- Given task -
Repeat the listing below in full, exactly as it stands.

- Source records -
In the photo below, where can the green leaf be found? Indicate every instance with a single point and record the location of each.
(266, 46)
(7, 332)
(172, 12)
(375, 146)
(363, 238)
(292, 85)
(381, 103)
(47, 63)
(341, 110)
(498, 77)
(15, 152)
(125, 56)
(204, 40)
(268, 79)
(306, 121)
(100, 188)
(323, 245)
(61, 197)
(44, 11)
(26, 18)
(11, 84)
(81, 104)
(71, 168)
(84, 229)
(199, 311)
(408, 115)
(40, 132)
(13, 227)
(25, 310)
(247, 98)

- Solution to the problem -
In the photo below, where can the green leaf be found? Indicate every instance with a single point and record the location of each.
(266, 46)
(7, 332)
(172, 12)
(375, 146)
(363, 238)
(292, 85)
(381, 103)
(47, 63)
(341, 110)
(498, 77)
(15, 152)
(125, 56)
(204, 40)
(268, 79)
(306, 121)
(100, 188)
(323, 245)
(61, 197)
(44, 11)
(26, 18)
(11, 84)
(81, 104)
(71, 168)
(84, 229)
(199, 311)
(408, 115)
(40, 132)
(13, 227)
(25, 310)
(247, 98)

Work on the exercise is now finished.